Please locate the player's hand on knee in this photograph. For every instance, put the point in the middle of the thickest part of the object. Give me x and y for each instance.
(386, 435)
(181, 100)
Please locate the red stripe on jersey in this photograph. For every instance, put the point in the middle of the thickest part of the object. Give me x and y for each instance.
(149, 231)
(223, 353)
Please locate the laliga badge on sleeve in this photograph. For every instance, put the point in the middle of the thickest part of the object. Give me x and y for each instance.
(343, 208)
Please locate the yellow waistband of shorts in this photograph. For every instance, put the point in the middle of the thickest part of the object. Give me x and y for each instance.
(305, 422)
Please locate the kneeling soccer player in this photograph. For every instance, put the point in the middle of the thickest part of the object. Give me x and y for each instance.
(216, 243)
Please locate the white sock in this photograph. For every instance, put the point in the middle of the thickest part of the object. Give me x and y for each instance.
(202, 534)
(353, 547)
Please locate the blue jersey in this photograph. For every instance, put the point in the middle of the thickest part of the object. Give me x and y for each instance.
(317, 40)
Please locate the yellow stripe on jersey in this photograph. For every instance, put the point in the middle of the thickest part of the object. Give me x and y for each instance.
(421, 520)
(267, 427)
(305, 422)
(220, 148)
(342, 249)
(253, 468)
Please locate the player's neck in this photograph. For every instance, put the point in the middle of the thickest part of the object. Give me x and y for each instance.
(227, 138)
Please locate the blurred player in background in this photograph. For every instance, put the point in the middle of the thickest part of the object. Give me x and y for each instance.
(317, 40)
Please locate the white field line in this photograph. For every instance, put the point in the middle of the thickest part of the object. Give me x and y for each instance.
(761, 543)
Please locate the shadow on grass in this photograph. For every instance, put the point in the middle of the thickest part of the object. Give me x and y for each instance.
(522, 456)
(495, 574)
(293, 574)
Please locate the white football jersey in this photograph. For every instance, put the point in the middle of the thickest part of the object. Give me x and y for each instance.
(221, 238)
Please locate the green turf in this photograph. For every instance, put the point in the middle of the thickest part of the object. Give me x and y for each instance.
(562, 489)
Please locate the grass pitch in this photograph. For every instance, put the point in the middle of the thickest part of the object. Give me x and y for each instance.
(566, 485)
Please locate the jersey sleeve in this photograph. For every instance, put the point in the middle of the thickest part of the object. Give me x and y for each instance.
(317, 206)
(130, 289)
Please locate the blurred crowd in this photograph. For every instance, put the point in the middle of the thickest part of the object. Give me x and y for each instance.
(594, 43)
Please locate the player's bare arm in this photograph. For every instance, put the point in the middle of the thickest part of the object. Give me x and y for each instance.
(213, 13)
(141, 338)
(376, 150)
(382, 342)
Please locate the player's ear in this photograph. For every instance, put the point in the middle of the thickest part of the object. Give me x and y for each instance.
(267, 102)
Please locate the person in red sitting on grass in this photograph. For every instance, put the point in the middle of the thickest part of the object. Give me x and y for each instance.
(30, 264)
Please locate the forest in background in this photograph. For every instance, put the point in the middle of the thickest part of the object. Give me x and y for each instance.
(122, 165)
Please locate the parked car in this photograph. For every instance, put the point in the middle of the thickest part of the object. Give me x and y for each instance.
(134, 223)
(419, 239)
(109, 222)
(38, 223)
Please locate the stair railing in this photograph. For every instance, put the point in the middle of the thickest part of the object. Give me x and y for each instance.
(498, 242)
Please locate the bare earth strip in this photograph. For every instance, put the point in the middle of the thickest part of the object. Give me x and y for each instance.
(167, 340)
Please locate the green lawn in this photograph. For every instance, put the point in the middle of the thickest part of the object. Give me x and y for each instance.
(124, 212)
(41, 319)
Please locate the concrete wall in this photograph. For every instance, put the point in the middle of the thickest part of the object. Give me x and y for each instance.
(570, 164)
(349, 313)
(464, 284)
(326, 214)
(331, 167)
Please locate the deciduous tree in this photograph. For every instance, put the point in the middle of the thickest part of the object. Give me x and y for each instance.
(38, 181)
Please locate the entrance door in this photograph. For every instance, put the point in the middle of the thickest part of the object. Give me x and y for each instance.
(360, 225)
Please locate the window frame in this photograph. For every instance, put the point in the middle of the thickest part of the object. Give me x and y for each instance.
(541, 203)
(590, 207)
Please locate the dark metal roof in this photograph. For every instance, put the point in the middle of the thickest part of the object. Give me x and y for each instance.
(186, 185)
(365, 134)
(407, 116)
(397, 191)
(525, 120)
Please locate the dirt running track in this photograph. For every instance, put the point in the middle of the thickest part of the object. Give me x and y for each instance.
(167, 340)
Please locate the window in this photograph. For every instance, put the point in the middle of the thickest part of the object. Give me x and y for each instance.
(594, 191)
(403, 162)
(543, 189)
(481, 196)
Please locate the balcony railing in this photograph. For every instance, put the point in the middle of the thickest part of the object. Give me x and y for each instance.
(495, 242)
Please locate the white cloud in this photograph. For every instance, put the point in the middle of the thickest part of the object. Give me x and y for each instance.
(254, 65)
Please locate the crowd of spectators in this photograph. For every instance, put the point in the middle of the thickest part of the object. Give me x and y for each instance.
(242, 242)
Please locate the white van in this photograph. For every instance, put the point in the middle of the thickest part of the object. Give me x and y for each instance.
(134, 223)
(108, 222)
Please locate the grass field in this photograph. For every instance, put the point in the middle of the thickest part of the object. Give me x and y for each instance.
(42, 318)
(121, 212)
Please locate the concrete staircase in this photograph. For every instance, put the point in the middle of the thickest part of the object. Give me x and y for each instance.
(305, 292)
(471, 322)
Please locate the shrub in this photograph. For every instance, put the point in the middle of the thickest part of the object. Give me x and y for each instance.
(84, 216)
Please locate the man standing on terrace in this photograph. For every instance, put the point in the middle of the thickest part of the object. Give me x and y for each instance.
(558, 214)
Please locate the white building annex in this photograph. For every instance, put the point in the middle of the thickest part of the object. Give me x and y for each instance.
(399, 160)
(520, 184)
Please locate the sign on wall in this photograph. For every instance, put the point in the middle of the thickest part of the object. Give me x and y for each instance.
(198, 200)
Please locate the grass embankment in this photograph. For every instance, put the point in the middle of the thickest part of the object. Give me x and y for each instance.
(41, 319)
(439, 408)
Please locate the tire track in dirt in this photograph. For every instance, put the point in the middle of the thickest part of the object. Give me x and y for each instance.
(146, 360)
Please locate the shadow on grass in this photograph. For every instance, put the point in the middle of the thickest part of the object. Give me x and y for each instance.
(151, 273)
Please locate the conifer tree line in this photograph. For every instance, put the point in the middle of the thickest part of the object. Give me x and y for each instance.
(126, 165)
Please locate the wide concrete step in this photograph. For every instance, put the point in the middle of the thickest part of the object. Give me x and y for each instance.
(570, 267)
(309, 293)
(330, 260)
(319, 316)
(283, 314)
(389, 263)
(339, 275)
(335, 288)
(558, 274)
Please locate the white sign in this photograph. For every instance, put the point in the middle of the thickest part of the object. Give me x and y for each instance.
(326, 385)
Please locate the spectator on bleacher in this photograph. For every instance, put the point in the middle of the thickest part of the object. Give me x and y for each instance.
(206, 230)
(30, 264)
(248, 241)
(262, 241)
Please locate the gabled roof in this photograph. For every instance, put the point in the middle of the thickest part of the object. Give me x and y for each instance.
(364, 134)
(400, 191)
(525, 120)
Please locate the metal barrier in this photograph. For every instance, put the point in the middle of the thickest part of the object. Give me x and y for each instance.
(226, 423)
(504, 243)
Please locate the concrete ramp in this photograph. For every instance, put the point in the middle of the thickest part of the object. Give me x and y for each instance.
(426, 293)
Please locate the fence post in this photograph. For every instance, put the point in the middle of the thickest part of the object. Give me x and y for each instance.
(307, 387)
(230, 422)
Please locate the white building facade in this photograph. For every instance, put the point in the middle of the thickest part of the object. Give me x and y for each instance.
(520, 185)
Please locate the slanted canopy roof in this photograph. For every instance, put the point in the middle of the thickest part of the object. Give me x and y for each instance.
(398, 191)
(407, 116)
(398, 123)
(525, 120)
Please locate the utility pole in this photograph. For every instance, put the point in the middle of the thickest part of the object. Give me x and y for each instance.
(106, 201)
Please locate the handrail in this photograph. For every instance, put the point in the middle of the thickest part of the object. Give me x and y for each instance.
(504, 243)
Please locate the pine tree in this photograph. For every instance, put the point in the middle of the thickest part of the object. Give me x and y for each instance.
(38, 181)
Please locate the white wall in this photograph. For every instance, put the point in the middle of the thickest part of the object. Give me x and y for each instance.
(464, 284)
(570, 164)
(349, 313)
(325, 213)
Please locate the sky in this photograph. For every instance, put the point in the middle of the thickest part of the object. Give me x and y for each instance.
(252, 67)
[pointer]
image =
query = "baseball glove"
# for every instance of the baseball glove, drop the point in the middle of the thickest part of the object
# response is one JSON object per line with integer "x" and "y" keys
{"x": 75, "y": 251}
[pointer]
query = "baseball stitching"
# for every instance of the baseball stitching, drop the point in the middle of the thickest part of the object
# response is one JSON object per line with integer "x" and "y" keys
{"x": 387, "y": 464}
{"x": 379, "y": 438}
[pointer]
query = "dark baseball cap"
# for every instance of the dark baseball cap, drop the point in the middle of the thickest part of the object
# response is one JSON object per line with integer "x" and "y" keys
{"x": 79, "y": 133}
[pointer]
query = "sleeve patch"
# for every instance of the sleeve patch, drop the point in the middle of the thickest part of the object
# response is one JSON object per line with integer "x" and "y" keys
────────────────────
_THE TASK_
Scan the data above and report each line in which "glove" is present.

_SOLUTION FOR THIS EXERCISE_
query = "baseball glove"
# for every instance of the baseball glove, drop the point in the middle of the thickest part of the object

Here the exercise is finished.